Every line of the material below should be retyped exactly.

══ Records provided ══

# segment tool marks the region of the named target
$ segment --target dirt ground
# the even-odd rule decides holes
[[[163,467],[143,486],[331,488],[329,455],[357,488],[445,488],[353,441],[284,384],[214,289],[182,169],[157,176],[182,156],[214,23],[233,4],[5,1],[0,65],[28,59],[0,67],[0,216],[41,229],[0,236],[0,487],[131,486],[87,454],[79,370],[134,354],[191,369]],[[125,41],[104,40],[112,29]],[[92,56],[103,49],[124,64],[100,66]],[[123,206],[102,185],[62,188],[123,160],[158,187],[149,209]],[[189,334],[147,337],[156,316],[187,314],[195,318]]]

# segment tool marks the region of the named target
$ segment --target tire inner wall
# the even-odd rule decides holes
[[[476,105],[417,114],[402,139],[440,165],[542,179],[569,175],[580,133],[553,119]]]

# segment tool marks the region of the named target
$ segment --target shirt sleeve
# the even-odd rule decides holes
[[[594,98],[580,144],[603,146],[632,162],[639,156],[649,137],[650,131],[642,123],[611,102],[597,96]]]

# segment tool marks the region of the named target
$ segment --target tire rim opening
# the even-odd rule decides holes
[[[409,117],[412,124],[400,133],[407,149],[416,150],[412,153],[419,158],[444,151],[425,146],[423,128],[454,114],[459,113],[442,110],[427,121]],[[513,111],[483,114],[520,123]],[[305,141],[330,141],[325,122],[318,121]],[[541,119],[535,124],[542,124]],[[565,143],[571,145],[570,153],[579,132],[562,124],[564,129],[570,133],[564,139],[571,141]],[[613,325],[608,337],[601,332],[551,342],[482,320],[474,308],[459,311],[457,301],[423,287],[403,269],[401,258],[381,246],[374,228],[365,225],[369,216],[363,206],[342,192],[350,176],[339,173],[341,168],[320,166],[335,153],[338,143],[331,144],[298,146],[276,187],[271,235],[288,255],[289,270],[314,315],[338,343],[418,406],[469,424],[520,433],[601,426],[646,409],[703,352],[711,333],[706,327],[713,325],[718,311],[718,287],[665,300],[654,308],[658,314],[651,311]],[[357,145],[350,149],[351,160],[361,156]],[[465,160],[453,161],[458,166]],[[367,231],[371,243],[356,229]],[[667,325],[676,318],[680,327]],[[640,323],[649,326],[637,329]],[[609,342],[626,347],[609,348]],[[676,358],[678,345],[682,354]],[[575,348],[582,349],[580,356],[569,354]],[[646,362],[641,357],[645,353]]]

═══

▸ Written solution:
# segment tool marks the region of the named target
$ segment --target dirt ground
# the even-odd rule decides holes
[[[163,467],[143,486],[331,488],[329,455],[357,488],[445,488],[353,441],[284,384],[214,289],[182,169],[157,176],[182,156],[214,23],[233,4],[5,1],[0,65],[28,59],[0,67],[0,216],[41,229],[0,236],[0,487],[131,486],[87,454],[79,370],[134,354],[191,369]],[[125,41],[104,40],[112,29]],[[92,56],[103,49],[124,64],[100,66]],[[123,206],[102,185],[62,188],[123,160],[158,187],[149,209]],[[189,334],[147,337],[156,316],[187,314],[195,318]]]

# segment tool marks the region of the named target
$ segment --target tire inner wall
# the even-odd rule decides holes
[[[476,105],[417,114],[402,139],[440,165],[542,179],[569,175],[580,133],[553,119]]]

# segment tool marks the region of the named target
$ segment --target shirt sleeve
# the even-odd rule decides holes
[[[594,98],[580,144],[603,146],[632,162],[639,156],[649,137],[650,131],[642,123],[611,102],[597,96]]]

# segment tool marks the region of the named target
$ segment --target tire rim opening
# the even-odd rule decides holes
[[[409,117],[412,124],[400,133],[407,149],[416,150],[412,153],[419,158],[444,151],[425,146],[423,128],[454,114],[459,113],[442,110],[427,121]],[[513,111],[483,114],[520,123]],[[305,141],[330,141],[325,122],[318,121]],[[541,119],[535,124],[542,124]],[[565,143],[571,145],[570,153],[579,132],[562,124],[564,129],[570,133],[564,139],[571,141]],[[613,325],[608,337],[601,332],[551,342],[482,320],[474,308],[459,311],[457,301],[423,287],[403,269],[401,258],[381,246],[374,228],[365,225],[369,216],[363,206],[342,192],[350,176],[339,173],[341,168],[320,166],[335,153],[338,143],[331,144],[298,146],[276,187],[271,235],[288,255],[289,270],[314,315],[338,343],[418,406],[469,424],[520,433],[601,426],[646,409],[703,352],[711,333],[706,327],[713,325],[718,311],[718,287],[665,300],[654,308],[658,314],[651,311]],[[357,145],[350,149],[351,160],[361,156]],[[465,160],[453,161],[458,166]],[[367,231],[371,243],[356,229]],[[667,325],[676,318],[680,327]],[[640,323],[649,326],[637,329]],[[609,342],[626,347],[609,348]],[[676,358],[678,345],[682,354]],[[575,348],[582,349],[580,356],[569,354]],[[646,362],[641,357],[645,353]]]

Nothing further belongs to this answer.